- _About this exercise_:
What is the number of lines in the entries that contain "white"? Reply with that number only.

- _Supplied records_:
/---

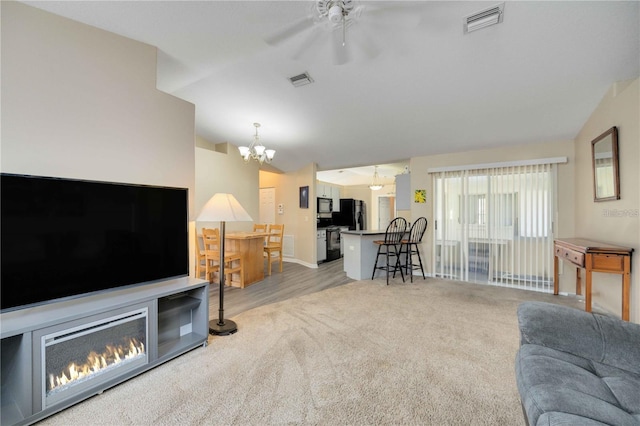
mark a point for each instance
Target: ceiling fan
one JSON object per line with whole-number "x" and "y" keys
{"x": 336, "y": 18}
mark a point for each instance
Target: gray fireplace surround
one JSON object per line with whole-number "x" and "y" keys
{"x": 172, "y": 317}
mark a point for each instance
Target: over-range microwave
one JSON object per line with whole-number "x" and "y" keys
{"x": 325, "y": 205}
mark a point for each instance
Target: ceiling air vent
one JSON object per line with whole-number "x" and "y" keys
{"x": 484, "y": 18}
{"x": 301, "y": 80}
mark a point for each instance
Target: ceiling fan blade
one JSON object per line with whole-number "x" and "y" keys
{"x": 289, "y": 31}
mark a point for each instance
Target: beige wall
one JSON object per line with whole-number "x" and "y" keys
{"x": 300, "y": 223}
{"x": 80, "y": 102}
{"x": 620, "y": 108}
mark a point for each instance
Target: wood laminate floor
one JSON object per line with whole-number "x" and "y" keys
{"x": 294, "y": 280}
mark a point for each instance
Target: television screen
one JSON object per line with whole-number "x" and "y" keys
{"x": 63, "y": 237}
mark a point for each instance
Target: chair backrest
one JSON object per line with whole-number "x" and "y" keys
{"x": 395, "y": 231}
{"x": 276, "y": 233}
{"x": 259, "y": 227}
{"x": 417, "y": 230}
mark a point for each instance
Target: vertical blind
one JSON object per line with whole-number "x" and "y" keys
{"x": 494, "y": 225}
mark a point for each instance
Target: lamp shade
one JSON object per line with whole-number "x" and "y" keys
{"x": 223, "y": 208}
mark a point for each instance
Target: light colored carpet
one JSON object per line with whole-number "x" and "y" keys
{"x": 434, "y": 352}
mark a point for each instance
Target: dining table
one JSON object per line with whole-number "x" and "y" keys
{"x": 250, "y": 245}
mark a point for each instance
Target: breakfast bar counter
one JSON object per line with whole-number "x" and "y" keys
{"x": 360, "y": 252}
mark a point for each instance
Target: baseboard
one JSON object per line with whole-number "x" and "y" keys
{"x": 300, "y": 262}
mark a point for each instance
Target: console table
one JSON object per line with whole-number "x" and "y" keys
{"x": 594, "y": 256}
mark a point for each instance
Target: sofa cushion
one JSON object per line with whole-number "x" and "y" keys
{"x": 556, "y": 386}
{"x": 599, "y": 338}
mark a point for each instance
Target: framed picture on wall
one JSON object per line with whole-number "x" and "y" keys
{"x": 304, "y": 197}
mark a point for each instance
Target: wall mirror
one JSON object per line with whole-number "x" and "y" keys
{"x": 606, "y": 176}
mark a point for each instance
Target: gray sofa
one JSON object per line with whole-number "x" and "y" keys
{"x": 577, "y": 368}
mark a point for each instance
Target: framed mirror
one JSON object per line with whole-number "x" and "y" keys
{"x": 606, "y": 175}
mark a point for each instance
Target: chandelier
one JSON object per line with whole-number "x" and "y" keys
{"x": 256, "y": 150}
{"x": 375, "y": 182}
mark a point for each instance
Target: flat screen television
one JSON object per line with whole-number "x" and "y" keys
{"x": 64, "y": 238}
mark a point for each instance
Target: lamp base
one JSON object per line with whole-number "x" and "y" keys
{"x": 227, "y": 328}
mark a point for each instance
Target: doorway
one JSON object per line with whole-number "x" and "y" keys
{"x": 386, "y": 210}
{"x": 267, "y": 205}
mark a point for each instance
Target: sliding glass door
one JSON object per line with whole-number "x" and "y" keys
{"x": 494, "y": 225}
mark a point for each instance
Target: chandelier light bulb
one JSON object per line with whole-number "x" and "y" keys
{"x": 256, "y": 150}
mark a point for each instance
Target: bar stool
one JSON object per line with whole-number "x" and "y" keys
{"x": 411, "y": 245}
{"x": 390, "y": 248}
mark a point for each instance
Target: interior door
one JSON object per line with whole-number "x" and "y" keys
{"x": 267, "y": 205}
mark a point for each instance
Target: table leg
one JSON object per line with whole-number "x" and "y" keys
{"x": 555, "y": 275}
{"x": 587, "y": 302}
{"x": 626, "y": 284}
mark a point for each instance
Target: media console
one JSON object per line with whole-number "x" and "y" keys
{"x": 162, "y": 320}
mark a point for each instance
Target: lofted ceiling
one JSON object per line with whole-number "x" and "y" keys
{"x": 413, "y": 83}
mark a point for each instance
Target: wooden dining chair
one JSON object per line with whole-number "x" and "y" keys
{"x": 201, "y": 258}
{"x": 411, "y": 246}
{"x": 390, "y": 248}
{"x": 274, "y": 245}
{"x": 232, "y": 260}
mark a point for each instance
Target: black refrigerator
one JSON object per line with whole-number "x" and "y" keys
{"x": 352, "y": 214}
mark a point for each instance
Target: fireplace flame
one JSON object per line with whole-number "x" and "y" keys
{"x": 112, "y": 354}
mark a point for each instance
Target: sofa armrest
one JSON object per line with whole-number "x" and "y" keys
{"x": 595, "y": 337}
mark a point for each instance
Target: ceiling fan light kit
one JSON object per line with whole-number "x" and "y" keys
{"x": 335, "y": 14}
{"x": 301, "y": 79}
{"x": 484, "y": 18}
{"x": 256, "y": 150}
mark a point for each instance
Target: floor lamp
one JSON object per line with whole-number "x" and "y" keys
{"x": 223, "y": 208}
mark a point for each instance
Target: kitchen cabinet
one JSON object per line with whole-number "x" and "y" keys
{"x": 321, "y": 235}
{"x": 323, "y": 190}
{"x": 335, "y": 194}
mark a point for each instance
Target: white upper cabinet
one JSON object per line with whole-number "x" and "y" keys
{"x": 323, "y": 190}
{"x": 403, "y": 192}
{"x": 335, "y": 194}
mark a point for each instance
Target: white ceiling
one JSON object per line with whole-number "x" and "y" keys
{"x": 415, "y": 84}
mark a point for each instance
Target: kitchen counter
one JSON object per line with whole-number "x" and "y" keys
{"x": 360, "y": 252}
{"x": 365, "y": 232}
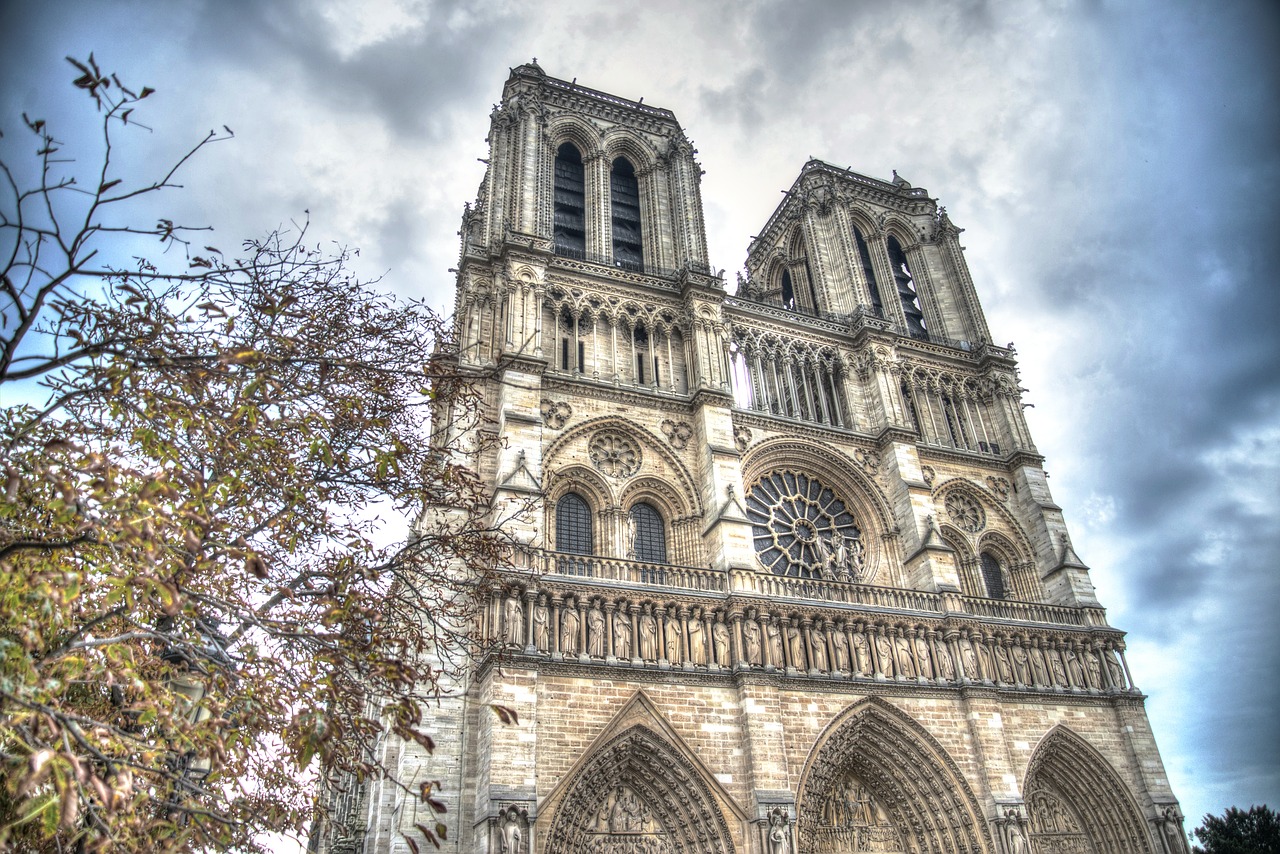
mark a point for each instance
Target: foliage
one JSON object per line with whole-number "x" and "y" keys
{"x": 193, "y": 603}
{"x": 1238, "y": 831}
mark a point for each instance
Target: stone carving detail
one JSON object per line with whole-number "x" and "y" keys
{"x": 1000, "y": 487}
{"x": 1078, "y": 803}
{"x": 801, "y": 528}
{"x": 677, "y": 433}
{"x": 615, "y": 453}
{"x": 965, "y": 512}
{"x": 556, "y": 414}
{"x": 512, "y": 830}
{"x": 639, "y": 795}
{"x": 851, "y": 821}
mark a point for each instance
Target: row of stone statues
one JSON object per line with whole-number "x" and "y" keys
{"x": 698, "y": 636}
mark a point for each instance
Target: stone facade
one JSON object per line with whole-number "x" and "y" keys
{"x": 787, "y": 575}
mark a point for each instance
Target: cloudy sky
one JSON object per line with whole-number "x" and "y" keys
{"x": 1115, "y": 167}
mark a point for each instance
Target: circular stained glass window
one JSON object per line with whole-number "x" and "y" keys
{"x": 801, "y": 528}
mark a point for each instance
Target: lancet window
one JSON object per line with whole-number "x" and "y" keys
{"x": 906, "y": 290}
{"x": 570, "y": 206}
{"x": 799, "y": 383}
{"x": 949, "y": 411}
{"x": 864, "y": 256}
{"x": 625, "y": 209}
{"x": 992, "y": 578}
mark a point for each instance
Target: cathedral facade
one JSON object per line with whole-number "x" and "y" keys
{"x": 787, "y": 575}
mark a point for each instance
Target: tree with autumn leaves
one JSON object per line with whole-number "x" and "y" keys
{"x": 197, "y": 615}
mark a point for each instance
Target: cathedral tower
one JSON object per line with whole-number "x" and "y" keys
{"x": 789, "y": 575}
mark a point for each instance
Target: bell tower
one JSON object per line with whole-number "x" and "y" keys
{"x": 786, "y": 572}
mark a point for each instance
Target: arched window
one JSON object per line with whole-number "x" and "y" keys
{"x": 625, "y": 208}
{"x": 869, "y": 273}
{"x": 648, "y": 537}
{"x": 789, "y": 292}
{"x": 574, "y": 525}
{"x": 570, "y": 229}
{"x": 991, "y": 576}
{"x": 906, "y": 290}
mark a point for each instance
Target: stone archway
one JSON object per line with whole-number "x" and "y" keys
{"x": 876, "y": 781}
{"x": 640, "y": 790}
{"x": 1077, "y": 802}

\---
/---

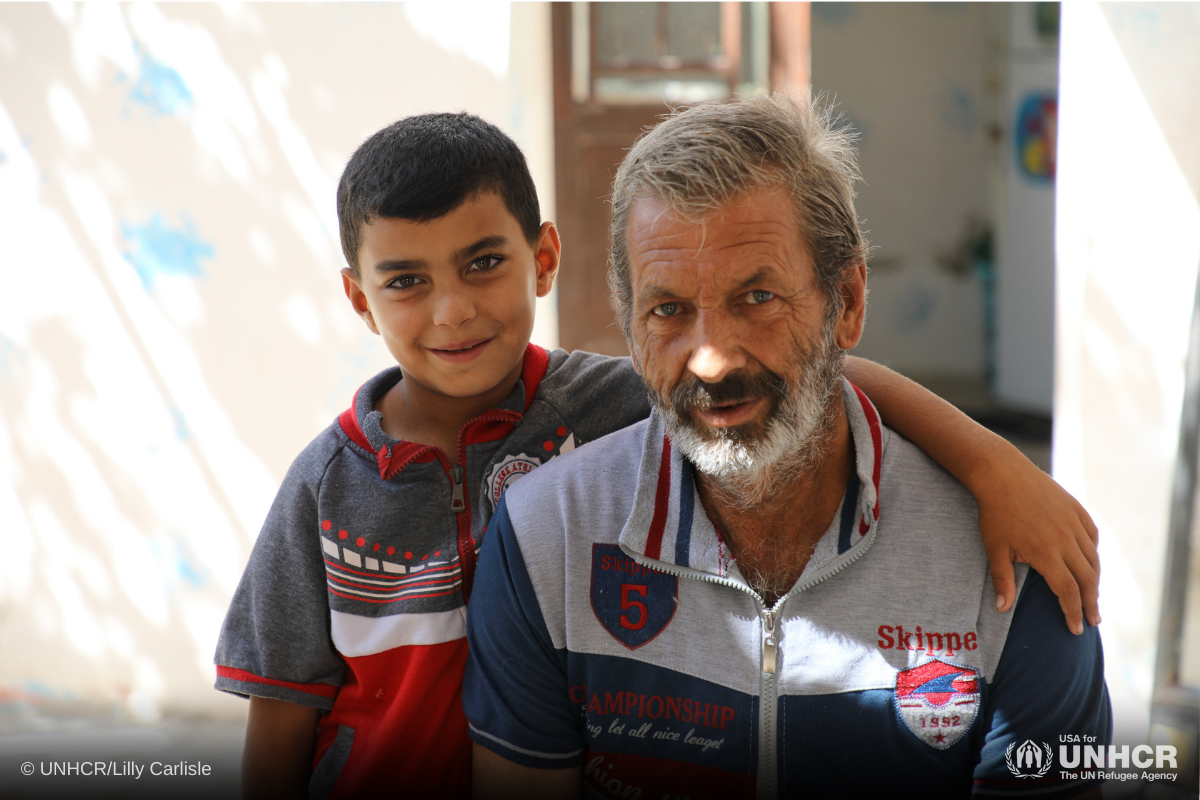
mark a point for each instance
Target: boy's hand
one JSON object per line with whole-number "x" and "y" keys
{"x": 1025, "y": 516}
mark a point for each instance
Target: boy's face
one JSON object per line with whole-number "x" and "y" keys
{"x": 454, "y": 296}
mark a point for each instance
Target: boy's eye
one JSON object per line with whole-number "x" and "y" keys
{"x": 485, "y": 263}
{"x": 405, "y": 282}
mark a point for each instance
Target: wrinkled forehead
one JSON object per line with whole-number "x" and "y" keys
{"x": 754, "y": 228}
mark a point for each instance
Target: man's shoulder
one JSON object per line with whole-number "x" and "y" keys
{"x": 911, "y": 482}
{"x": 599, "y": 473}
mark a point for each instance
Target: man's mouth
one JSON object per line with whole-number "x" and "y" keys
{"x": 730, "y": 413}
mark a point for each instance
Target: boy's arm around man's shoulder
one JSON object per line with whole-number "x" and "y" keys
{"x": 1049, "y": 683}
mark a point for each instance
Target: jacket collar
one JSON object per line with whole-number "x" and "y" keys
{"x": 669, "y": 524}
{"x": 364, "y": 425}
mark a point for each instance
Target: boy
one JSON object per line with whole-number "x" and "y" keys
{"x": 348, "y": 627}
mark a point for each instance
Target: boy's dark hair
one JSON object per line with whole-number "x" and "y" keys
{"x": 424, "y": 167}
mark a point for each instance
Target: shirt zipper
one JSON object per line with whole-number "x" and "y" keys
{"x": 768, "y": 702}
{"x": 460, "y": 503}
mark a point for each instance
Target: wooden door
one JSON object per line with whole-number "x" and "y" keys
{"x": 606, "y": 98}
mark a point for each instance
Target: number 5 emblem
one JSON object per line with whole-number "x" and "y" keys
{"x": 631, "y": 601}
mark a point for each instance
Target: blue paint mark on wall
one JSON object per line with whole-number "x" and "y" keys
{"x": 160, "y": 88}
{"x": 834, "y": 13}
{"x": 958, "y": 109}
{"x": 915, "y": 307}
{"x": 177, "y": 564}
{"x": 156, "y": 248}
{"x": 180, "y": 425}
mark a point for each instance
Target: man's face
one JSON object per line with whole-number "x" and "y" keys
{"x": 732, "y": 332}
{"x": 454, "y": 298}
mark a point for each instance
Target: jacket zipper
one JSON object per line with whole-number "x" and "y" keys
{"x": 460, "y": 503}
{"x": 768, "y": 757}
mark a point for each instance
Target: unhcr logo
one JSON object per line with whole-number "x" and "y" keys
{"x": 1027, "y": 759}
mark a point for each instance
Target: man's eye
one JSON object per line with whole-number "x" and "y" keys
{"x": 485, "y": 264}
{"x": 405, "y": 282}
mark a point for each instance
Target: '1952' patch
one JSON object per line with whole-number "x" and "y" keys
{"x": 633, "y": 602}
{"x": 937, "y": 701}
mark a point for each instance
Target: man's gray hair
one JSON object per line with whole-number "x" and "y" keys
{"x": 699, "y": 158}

\---
/---

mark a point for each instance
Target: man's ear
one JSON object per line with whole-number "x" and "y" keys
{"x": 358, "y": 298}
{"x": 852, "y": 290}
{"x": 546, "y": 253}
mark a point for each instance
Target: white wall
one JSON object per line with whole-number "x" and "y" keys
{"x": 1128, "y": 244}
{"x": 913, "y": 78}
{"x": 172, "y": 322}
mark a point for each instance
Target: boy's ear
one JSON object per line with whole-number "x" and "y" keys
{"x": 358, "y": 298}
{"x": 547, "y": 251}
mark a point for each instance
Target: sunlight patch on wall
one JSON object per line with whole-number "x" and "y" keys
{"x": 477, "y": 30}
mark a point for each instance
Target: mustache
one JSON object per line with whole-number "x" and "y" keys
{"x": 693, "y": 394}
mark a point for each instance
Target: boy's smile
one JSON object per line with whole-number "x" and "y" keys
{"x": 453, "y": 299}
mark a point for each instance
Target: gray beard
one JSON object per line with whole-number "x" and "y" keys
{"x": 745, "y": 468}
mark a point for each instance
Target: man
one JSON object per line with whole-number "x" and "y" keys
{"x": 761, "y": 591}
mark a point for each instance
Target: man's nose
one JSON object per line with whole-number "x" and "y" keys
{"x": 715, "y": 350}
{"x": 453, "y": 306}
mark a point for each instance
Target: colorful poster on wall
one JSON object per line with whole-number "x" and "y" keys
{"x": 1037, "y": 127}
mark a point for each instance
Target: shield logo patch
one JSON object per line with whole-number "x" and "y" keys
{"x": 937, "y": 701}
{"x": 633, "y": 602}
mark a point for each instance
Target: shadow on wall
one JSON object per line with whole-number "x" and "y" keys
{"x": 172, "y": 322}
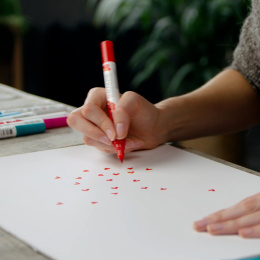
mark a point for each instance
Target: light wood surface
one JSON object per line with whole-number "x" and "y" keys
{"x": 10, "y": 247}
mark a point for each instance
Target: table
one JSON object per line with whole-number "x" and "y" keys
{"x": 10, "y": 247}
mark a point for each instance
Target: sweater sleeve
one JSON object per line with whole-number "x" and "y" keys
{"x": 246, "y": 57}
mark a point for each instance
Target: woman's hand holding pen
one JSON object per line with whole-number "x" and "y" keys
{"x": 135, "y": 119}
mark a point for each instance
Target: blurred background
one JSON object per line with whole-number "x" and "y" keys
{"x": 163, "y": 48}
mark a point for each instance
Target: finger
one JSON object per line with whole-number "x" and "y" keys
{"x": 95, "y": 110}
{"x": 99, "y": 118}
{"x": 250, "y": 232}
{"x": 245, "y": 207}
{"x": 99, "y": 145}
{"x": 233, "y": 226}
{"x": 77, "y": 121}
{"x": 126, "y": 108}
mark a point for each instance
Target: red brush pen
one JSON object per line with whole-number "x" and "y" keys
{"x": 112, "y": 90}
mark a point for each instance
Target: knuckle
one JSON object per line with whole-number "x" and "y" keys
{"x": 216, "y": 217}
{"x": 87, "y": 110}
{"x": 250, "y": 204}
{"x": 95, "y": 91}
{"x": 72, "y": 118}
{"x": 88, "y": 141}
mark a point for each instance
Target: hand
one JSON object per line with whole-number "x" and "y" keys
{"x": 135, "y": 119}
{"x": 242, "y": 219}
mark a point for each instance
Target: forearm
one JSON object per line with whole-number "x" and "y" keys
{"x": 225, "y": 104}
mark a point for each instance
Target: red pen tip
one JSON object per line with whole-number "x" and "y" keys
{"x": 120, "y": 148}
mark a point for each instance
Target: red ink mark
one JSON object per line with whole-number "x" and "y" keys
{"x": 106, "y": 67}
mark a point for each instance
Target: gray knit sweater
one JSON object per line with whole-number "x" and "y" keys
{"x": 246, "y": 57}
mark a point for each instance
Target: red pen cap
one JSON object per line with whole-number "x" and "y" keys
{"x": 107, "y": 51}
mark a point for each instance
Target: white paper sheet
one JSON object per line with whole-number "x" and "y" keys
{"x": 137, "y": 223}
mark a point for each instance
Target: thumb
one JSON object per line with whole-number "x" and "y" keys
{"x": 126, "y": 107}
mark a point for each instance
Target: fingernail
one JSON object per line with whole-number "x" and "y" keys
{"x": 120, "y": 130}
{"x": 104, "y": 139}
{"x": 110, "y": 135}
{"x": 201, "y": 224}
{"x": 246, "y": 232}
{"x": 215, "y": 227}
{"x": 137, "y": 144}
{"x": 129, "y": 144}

\---

- _Exercise response_:
4